:: Task prompt ::
Set down the full listing exactly, character for character.

───── Extracted material ─────

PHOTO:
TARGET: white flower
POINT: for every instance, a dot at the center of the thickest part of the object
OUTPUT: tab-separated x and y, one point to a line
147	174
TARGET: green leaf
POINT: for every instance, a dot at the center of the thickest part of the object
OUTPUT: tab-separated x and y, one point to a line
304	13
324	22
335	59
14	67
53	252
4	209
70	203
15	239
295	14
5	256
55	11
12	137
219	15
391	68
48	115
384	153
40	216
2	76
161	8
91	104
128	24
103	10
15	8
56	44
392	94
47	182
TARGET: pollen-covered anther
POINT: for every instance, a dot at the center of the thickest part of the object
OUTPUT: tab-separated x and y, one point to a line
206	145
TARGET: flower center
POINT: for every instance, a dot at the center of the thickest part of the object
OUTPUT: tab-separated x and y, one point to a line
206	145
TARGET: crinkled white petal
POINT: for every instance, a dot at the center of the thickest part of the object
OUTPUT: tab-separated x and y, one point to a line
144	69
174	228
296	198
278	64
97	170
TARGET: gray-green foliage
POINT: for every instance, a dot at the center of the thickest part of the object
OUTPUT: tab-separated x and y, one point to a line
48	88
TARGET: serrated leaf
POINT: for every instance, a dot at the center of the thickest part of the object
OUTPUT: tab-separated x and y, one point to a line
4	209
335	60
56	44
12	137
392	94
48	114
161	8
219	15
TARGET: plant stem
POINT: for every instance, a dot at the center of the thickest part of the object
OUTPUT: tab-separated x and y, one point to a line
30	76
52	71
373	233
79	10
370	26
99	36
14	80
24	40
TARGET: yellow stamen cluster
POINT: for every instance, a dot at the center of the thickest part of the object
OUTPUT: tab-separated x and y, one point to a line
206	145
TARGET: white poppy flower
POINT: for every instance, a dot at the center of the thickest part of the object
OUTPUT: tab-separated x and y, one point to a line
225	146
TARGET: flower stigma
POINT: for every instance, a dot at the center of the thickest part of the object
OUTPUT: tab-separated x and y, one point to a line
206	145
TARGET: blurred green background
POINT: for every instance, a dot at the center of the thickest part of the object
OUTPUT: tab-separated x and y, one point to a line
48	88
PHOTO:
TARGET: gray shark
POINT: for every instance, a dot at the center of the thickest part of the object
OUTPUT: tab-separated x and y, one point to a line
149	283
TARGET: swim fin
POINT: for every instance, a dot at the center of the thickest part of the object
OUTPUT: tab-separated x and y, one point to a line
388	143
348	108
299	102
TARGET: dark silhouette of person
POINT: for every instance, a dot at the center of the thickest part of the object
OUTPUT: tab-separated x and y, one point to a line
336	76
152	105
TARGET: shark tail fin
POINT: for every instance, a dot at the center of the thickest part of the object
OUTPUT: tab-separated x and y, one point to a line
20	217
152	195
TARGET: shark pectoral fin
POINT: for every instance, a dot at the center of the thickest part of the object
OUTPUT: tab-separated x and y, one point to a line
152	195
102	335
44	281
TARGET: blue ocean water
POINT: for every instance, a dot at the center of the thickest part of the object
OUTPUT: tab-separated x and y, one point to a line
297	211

─────

:: The answer ::
PHOTO:
TARGET: white flower
POINT: for every instance, a dot at the center of the thickest part of the object
OUTPUT: tab-separated x and y, one point to a line
147	174
TARGET: green leaf
POINT: for every instance, a dot at the center of the thickest part of the object
OUTPUT: tab-separated x and y, one point to a line
304	13
324	22
335	59
14	67
53	252
4	209
70	203
15	239
295	14
5	256
55	11
12	137
219	15
391	68
48	115
384	153
40	216
2	76
161	8
91	104
128	24
103	10
15	8
56	44
392	94
47	182
TARGET: pollen-covered anther
POINT: for every instance, a dot at the center of the thickest part of the object
OUTPUT: tab-separated x and y, one point to a line
206	145
TARGET: flower center
POINT: for every instance, a dot at the center of the thickest part of the object
OUTPUT: tab-separated x and y, one point to a line
206	145
TARGET: crinkled white petal
POINT: for every instance, a dot at the center of the thickest part of the object
OUTPUT: tab-separated x and y, one point to a line
144	69
174	228
296	198
278	64
97	170
TARGET: gray-green foliage
POINT: for every instance, a dot at the center of the thickest part of the object
OUTPUT: tab-separated x and y, one point to a line
48	88
TARGET: serrated leaf
POINT: for every instance, a dot at the center of the thickest part of the object
OUTPUT: tab-separated x and y, one point to a line
4	209
335	60
56	44
12	137
392	94
48	114
161	8
219	15
TARGET: plant stem
POINT: for every instance, a dot at the center of the thickest part of the object
OUTPUT: tab-separated x and y, one point to a line
30	76
52	71
373	233
79	10
370	26
99	36
14	80
24	40
TARGET: yellow stamen cluster
POINT: for every instance, a dot at the center of the thickest part of the object
OUTPUT: tab-separated x and y, one point to a line
206	145
TARGET: white poppy flower
POINT: for every instance, a dot at the center of the thickest part of the object
OUTPUT: tab-separated x and y, one point to a line
225	146
TARGET: flower stigma
POINT: for every instance, a dot at the center of the thickest part of the object
OUTPUT: tab-separated x and y, one point to a line
206	145
TARGET: blurred green background
POINT: for every instance, a dot at the center of the thickest part of the object
OUTPUT: tab-separated x and y, one point to a line
48	88
PHOTO:
TARGET: gray shark
POINT: for every instance, a dot at the center of the thickest part of the object
OUTPUT: tab-separated x and y, one point to a line
149	283
TARGET: swim fin
POINT: for every instance, a dot at the center of the thickest part of the object
OUTPUT: tab-separated x and y, one point to a line
388	143
348	108
299	102
TARGET: dark silhouette of person
POINT: for every instance, a dot at the center of the thickest part of the object
OUTPUT: tab-separated x and y, one point to a line
336	76
152	105
TARGET: shark tail fin
POINT: for every instance, a dot at the center of the thickest part of the object
OUTPUT: tab-separated x and y, one point to a line
20	217
152	195
TARGET: shark pectoral fin
POINT: for every instance, a dot at the center of the thickest part of the object
OUTPUT: tab-separated x and y, one point to a line
152	195
102	335
44	281
TARGET: blue ocean water
POINT: for every instance, a dot at the center of the thickest part of the object
OUTPUT: tab-separated x and y, one point to a line
297	211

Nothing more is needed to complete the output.